--- Objective ---
Extract every line of the listing below that contains the word "wooden", treating uppercase and lowercase letters as distinct.

--- Provided records ---
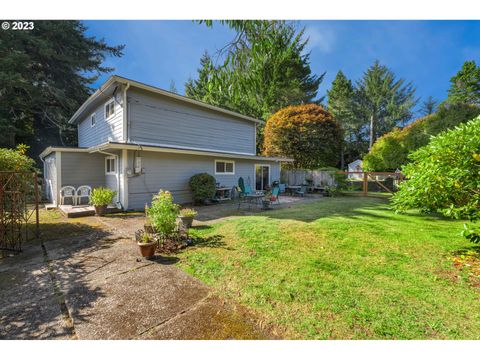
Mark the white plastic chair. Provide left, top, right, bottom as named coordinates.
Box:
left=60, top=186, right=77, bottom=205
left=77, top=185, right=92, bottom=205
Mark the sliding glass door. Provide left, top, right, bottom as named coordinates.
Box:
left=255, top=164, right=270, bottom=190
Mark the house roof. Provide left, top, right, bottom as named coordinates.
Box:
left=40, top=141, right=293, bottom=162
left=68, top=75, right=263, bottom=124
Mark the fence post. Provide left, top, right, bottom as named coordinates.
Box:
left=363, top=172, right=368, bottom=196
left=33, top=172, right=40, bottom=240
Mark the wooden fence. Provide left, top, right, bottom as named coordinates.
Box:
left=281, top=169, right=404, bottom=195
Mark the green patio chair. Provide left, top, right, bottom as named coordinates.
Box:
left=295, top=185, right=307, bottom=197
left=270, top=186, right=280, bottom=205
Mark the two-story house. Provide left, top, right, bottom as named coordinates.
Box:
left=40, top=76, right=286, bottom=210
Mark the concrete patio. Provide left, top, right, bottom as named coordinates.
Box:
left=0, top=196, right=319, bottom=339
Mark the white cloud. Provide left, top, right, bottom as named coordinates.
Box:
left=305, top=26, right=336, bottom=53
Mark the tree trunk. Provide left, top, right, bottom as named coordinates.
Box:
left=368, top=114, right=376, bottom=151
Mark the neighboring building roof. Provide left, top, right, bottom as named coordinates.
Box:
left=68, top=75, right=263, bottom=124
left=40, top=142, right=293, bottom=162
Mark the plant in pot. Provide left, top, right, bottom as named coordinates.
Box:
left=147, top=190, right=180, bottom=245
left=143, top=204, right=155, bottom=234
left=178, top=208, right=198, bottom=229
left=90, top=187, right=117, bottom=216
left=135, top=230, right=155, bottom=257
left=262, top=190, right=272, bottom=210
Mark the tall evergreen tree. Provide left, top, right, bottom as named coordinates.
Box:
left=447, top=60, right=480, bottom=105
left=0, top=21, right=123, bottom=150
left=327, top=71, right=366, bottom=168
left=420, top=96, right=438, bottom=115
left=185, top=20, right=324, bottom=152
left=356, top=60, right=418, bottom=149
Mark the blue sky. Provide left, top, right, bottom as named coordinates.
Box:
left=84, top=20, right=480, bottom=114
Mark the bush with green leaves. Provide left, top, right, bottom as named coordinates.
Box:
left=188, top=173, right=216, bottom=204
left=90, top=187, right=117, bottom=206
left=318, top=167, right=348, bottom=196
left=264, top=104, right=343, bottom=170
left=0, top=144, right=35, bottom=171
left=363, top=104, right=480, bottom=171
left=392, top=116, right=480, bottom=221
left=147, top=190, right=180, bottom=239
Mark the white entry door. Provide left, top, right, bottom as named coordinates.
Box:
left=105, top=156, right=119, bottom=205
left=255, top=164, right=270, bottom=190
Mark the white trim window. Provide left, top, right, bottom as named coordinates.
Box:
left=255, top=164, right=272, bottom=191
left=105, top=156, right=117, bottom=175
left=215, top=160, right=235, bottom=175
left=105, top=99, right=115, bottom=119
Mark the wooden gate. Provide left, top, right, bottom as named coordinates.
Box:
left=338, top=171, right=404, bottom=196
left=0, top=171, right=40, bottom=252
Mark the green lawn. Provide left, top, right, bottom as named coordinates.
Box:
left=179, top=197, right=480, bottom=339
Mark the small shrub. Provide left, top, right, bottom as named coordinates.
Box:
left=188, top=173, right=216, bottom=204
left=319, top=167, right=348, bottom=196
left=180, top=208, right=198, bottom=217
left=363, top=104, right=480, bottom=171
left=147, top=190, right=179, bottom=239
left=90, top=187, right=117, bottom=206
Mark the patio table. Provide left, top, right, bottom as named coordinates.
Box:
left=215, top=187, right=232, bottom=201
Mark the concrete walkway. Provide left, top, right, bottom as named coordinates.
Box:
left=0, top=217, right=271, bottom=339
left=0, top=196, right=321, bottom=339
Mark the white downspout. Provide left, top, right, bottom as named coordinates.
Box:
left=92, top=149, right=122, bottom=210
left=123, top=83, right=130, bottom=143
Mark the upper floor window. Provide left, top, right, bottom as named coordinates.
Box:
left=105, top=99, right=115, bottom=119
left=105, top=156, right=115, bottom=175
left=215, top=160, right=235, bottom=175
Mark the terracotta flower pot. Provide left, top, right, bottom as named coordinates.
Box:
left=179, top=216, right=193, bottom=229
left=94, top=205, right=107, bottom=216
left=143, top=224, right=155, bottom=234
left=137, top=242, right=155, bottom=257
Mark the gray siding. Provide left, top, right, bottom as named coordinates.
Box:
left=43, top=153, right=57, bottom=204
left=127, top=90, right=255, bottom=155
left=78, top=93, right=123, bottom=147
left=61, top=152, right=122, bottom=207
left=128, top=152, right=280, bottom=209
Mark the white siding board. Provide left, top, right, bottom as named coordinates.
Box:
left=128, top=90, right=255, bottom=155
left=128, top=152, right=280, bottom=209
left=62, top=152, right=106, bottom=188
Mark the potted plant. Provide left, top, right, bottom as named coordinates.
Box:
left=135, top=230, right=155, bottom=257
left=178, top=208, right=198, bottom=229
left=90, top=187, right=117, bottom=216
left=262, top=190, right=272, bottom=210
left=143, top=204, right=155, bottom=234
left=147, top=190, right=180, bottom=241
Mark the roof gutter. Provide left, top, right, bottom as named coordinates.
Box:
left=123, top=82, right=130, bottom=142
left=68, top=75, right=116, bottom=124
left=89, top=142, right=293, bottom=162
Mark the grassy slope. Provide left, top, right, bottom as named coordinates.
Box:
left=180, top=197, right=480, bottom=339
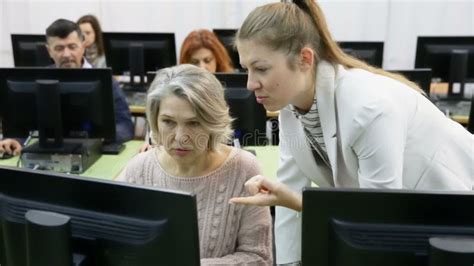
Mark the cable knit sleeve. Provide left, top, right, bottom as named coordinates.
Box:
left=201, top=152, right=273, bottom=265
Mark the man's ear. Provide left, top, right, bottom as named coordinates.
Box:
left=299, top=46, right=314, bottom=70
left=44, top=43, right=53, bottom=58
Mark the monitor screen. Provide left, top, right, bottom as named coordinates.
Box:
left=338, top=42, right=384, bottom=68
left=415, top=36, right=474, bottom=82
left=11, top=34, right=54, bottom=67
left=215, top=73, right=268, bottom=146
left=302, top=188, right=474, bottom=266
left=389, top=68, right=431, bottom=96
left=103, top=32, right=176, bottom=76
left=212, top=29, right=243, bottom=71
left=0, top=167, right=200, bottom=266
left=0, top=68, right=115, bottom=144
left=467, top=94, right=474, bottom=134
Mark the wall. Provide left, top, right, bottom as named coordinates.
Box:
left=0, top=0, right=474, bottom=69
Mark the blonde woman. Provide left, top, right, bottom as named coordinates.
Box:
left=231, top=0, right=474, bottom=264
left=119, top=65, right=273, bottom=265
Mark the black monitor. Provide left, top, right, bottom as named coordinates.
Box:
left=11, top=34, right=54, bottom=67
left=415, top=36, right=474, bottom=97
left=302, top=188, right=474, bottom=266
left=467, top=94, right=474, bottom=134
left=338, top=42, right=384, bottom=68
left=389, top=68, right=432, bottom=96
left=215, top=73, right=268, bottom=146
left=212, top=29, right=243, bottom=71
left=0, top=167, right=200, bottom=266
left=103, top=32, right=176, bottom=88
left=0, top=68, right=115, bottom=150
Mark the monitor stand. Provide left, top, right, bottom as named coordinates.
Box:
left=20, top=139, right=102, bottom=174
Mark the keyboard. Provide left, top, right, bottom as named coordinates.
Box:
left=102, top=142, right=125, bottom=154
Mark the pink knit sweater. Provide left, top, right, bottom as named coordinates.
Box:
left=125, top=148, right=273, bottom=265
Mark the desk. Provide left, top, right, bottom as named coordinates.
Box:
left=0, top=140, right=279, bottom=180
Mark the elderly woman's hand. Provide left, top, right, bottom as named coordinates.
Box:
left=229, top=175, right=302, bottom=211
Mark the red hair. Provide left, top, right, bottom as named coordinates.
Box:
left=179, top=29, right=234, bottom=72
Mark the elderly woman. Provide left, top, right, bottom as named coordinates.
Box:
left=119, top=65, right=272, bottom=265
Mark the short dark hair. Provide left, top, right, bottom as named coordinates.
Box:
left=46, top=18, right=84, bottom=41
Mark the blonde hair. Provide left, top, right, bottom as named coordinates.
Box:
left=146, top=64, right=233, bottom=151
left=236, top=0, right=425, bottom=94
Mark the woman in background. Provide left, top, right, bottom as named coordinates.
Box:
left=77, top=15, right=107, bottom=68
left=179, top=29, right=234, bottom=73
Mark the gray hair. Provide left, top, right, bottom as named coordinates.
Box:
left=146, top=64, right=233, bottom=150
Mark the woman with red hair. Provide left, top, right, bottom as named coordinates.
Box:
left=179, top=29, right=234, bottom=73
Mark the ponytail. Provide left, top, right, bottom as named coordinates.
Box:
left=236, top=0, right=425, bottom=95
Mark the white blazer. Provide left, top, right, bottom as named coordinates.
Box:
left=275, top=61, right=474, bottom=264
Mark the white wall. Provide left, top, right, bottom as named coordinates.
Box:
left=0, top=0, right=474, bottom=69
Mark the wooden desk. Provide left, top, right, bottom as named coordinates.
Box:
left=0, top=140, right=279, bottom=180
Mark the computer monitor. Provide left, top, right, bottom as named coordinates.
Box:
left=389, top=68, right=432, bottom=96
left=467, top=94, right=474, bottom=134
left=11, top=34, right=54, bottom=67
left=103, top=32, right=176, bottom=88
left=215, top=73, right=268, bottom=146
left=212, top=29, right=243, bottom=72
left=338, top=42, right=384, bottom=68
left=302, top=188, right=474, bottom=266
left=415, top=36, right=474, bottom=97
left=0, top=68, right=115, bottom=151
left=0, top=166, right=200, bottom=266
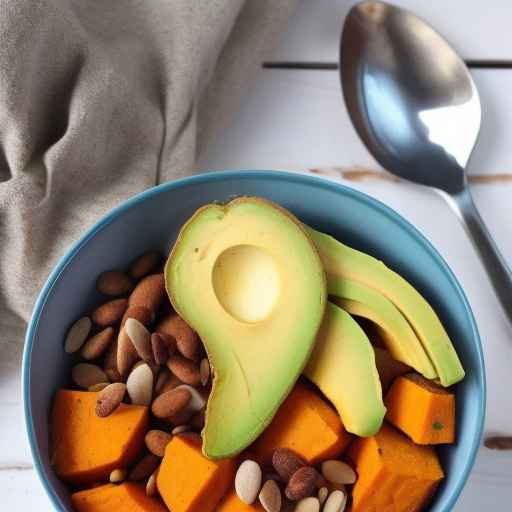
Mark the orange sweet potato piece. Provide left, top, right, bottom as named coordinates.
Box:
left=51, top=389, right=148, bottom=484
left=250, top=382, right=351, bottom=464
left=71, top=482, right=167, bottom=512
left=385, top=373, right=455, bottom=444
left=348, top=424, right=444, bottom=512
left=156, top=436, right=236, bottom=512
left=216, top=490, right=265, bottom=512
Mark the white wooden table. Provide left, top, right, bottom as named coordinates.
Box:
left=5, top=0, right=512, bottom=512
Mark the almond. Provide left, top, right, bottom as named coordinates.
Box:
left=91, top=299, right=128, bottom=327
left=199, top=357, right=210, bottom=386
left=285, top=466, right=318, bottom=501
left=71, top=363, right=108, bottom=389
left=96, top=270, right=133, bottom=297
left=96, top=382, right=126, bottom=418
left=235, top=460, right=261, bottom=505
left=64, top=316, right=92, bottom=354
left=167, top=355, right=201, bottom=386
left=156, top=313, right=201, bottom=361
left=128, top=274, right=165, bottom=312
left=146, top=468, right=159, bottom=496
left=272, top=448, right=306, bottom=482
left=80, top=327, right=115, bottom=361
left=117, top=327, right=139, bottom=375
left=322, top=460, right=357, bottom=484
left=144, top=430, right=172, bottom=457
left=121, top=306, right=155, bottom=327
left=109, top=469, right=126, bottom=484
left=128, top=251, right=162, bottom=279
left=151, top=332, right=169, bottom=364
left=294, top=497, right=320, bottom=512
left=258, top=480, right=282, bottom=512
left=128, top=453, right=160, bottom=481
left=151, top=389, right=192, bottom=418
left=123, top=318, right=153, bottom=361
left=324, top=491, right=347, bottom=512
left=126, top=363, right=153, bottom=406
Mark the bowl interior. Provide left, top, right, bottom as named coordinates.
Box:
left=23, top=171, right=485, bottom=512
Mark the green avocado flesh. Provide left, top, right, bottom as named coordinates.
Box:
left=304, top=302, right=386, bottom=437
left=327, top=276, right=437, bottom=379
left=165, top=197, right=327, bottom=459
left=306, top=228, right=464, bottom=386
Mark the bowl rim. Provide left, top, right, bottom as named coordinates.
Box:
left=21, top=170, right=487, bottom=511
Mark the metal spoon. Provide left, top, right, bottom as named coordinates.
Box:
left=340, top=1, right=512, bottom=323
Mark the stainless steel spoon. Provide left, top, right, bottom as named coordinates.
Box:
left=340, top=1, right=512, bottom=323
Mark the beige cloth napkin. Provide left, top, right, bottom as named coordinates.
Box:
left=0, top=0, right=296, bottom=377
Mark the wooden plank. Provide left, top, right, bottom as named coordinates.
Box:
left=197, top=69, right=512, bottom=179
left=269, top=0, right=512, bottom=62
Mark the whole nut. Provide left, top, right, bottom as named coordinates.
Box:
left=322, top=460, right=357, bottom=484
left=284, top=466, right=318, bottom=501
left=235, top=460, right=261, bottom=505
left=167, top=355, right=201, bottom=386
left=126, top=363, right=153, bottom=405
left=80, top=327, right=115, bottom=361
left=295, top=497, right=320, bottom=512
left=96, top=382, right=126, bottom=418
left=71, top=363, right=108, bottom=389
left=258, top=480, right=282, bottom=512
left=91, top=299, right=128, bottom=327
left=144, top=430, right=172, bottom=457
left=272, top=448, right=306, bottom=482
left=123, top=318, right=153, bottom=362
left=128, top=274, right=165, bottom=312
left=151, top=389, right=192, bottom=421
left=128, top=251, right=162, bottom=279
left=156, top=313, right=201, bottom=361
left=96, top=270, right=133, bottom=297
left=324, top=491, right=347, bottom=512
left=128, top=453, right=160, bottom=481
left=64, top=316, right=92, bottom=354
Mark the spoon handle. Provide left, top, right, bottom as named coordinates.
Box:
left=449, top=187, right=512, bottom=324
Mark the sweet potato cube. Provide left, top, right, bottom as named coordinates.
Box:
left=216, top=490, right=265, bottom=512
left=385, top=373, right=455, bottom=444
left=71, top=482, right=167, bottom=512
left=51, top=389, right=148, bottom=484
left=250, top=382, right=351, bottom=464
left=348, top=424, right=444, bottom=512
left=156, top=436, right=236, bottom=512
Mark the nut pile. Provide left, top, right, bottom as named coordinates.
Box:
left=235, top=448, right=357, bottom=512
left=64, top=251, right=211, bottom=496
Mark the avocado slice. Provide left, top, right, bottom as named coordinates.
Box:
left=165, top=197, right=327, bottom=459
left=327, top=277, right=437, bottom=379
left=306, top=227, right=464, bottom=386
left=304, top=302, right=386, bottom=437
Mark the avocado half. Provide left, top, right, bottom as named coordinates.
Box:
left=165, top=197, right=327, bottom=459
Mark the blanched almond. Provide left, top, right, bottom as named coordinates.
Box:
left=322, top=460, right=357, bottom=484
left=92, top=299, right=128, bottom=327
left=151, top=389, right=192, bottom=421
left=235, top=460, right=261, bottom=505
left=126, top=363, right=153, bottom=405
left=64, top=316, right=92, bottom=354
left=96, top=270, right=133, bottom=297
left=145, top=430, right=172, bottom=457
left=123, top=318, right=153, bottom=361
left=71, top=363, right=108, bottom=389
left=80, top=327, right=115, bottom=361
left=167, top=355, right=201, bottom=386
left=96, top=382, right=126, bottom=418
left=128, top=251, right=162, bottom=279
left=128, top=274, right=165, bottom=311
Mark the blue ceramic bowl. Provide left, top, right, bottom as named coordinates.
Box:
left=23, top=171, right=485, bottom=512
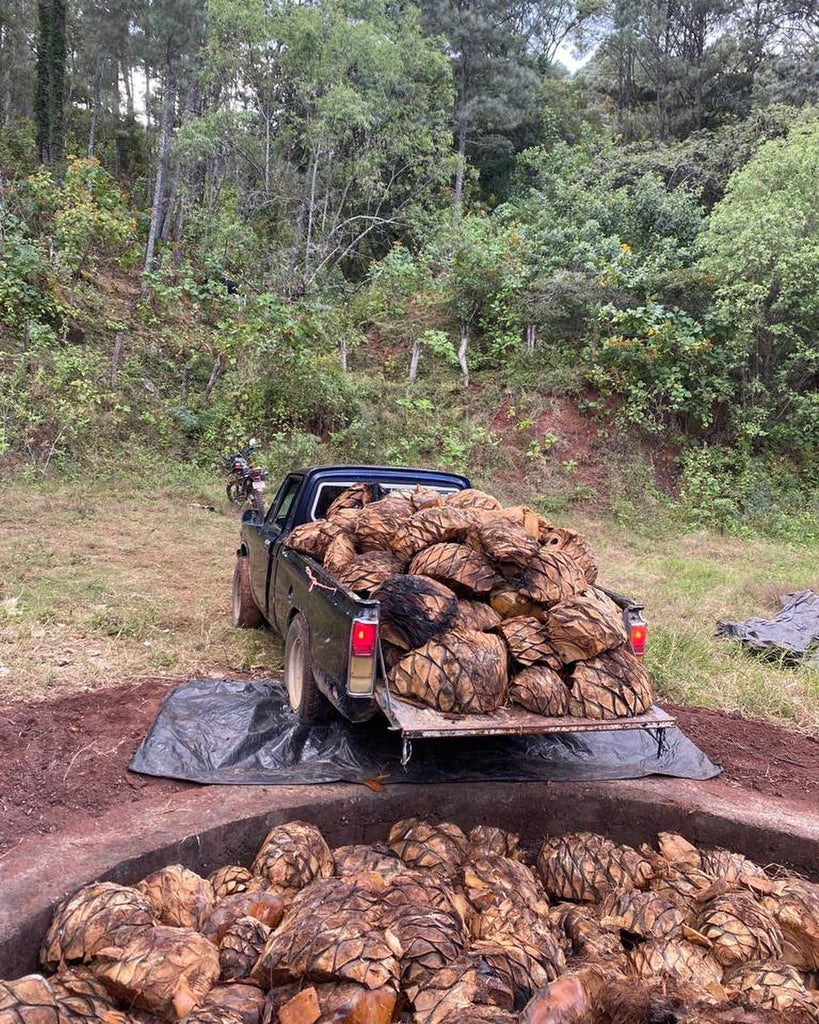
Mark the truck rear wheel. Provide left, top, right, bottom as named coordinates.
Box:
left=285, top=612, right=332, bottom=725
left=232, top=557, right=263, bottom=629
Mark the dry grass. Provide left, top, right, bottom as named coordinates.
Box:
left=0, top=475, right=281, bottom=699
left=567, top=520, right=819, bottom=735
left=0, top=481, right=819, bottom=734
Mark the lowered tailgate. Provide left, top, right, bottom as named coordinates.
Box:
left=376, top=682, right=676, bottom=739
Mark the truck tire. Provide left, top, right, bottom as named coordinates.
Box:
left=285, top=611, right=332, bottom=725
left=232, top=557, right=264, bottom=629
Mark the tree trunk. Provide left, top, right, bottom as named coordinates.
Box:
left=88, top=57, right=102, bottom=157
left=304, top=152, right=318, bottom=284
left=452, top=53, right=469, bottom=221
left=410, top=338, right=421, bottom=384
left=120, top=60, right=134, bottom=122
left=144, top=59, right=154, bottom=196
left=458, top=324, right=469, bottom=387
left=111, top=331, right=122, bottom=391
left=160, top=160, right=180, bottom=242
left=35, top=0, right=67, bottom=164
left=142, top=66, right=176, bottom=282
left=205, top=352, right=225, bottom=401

--- Solution to this problem ---
Mark the wooden fence. Provide left, top, right, bottom as named coordinates.
Mark the wooden gate. Provide left, top, right, bottom as named coordinates.
Mark the wooden desk. Provide left, top, right, bottom as named coordinates.
Mark the white wooden table. Provide left, top, right, bottom as named coordinates.
Mark the wooden plank. Provide left, top, right, bottom as named coordinates.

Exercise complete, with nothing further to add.